EXERCISE REQUIREMENTS >>
Repeat word for word everything from the line containing "target: runner" to the end of the listing, first and last lines included, and only that.

Stored data >>
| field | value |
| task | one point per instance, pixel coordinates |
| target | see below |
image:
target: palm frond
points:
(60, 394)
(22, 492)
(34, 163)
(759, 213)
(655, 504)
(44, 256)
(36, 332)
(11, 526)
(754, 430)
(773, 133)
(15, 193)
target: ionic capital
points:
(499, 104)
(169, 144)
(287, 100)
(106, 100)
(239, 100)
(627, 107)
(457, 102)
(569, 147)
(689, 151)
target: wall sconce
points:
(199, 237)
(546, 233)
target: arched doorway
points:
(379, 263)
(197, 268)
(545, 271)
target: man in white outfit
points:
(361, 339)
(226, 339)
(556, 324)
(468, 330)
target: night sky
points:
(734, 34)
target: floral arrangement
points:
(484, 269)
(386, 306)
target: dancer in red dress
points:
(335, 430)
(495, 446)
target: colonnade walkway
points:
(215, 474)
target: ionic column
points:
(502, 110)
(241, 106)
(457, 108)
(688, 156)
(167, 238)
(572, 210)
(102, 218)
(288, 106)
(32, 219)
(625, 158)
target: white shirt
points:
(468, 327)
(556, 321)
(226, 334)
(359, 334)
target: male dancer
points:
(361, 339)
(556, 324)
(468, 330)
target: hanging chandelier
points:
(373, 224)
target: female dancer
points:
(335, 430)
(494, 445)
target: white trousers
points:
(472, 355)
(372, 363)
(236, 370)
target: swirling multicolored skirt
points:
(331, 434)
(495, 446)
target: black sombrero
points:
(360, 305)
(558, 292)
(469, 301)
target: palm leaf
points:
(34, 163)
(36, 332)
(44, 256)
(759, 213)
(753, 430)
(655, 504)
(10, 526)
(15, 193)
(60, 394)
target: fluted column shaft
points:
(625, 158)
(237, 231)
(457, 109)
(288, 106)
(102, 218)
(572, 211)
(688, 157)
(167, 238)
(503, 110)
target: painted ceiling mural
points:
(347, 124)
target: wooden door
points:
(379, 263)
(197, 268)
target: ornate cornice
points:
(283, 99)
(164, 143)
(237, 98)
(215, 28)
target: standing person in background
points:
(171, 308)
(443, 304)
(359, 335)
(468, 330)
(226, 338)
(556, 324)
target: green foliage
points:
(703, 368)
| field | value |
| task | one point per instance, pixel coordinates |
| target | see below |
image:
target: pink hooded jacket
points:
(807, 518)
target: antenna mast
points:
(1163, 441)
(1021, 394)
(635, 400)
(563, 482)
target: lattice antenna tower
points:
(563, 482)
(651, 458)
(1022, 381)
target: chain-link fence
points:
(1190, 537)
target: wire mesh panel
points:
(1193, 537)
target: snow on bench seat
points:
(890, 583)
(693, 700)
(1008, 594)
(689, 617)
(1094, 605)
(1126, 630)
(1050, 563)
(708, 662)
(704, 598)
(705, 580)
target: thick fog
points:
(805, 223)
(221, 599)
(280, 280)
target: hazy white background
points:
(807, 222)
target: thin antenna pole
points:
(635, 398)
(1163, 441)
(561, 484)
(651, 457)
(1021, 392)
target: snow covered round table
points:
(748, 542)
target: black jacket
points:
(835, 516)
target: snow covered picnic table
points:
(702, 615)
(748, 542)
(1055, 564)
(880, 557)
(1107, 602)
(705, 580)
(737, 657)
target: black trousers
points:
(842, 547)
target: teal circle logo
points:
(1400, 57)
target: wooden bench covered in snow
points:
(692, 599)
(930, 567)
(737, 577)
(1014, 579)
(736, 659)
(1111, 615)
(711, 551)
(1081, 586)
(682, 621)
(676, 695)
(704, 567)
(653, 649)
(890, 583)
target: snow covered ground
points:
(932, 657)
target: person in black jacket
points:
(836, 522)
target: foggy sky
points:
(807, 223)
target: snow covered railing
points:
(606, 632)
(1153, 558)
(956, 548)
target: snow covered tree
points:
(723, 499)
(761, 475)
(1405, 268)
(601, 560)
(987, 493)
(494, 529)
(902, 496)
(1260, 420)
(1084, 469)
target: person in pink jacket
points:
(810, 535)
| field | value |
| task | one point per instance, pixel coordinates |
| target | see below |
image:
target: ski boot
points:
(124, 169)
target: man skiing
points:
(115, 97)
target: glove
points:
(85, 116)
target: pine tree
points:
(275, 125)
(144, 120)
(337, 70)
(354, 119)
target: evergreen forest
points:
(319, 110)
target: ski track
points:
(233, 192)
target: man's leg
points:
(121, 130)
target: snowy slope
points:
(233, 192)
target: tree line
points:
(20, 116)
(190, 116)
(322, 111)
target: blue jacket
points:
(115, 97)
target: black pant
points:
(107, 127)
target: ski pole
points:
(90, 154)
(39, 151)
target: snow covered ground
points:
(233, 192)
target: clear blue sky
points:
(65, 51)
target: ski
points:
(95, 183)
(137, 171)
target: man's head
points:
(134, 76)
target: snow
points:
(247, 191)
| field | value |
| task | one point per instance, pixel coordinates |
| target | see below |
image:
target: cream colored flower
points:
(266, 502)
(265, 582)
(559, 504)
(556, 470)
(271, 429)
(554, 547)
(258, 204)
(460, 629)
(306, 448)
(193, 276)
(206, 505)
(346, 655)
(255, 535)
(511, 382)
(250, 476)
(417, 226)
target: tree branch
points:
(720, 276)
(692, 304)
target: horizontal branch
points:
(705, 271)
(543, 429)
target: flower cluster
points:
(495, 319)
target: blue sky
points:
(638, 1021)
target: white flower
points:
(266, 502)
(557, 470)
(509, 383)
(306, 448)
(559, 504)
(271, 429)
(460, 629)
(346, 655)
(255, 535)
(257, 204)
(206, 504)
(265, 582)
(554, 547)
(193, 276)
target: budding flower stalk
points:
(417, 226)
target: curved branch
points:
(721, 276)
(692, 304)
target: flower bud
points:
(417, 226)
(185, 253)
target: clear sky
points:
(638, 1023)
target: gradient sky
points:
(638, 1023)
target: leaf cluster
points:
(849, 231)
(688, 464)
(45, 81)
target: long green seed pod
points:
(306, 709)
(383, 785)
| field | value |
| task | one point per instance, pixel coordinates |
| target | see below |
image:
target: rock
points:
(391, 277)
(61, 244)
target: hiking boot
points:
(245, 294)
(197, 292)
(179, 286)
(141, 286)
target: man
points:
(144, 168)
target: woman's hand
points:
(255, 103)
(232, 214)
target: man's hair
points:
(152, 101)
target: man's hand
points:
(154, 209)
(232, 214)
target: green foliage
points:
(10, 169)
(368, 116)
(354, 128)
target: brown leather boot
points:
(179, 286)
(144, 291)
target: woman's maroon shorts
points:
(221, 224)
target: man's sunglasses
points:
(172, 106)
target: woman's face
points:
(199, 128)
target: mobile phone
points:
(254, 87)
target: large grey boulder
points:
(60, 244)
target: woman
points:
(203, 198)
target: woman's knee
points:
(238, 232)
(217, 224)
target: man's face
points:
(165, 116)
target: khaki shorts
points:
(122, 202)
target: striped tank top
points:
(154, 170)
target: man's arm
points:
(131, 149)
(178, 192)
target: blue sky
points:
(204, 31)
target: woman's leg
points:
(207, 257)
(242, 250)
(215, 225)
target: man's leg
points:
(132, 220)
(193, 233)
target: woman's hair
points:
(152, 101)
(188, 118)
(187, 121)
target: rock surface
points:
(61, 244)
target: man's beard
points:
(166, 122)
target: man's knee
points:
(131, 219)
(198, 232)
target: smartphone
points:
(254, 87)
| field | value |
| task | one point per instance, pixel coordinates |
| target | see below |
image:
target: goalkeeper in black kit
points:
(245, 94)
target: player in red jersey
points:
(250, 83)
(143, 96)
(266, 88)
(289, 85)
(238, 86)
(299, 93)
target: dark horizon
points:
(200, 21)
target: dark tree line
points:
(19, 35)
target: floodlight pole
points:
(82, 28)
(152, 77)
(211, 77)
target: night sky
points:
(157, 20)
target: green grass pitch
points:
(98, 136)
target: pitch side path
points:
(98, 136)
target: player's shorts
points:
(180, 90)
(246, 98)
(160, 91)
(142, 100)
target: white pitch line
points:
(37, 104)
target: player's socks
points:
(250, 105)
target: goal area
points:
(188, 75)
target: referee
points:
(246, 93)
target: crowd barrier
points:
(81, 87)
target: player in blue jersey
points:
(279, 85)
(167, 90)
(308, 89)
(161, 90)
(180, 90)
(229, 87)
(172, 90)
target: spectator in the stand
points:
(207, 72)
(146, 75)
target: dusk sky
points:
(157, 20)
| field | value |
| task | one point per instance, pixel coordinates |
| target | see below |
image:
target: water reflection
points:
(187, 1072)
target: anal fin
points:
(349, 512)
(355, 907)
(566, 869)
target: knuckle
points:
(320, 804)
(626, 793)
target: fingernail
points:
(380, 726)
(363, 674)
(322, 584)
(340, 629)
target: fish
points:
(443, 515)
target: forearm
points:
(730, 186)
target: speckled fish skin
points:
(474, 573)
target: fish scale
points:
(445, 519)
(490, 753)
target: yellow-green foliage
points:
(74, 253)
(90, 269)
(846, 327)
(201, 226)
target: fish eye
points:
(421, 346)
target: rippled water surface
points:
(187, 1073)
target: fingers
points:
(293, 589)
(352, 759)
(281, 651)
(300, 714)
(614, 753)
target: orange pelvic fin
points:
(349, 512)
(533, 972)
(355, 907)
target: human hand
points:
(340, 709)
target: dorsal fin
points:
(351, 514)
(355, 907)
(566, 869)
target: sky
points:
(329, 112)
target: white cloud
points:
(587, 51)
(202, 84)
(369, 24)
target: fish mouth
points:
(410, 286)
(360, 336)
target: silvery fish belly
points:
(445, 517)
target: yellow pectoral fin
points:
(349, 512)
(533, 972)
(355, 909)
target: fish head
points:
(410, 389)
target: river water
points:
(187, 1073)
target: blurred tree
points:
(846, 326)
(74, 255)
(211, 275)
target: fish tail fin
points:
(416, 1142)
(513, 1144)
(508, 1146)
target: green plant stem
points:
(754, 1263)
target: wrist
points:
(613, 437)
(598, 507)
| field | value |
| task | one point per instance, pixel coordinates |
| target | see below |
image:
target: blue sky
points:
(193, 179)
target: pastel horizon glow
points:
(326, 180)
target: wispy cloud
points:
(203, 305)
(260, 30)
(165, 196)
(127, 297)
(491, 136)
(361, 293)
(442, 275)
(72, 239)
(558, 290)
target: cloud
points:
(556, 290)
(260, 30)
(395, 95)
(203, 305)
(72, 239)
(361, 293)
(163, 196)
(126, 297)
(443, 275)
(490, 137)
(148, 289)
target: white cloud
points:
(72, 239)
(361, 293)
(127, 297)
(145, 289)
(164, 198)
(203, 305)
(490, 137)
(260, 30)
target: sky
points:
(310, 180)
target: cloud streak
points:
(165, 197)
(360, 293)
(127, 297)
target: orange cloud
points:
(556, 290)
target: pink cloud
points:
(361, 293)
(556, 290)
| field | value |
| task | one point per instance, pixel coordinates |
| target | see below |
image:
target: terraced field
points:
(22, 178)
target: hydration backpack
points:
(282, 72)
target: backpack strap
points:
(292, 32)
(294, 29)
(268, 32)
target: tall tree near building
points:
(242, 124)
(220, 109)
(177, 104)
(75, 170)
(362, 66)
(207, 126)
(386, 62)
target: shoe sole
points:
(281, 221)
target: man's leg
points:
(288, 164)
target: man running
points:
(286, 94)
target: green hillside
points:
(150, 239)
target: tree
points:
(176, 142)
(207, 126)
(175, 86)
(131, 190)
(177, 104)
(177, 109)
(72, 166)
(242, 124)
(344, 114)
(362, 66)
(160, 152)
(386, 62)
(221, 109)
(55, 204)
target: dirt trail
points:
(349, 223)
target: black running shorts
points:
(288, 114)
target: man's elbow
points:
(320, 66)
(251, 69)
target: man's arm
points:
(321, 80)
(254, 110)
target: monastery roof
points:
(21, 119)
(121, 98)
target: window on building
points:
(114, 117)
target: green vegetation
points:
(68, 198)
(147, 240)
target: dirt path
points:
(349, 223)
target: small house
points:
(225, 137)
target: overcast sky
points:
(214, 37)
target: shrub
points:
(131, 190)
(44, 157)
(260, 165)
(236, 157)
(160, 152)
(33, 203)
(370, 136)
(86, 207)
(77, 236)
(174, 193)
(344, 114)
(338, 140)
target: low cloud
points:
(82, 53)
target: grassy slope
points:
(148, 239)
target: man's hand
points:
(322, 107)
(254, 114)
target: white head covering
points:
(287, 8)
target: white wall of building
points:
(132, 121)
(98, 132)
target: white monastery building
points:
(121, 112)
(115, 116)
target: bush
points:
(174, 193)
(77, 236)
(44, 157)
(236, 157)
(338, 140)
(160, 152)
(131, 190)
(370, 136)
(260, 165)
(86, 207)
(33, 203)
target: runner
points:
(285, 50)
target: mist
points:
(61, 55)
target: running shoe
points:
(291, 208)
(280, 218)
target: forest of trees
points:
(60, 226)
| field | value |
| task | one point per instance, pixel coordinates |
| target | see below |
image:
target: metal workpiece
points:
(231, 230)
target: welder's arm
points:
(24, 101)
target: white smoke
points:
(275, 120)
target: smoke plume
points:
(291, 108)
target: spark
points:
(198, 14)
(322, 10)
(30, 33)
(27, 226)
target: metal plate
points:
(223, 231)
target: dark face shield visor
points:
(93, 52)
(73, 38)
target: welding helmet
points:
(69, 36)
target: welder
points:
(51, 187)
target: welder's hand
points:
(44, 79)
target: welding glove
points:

SOLUTION TO THIS PROBLEM >>
target: runner
points:
(285, 50)
target: mist
points:
(61, 55)
target: running shoe
points:
(291, 208)
(280, 218)
target: forest of trees
points:
(60, 226)
| field | value |
| task | one point per instance, pixel coordinates |
| target | see below |
image:
target: metal workpiece
points:
(231, 230)
target: welder's arm
points:
(24, 101)
target: white smoke
points:
(275, 120)
target: smoke plume
points:
(291, 108)
target: spark
points:
(198, 14)
(322, 10)
(30, 33)
(27, 226)
target: metal plate
points:
(223, 231)
target: dark face shield visor
points:
(93, 52)
(73, 38)
target: welding helmet
points:
(69, 36)
target: welder
points:
(51, 187)
target: welder's hand
points:
(44, 79)
target: welding glove
points:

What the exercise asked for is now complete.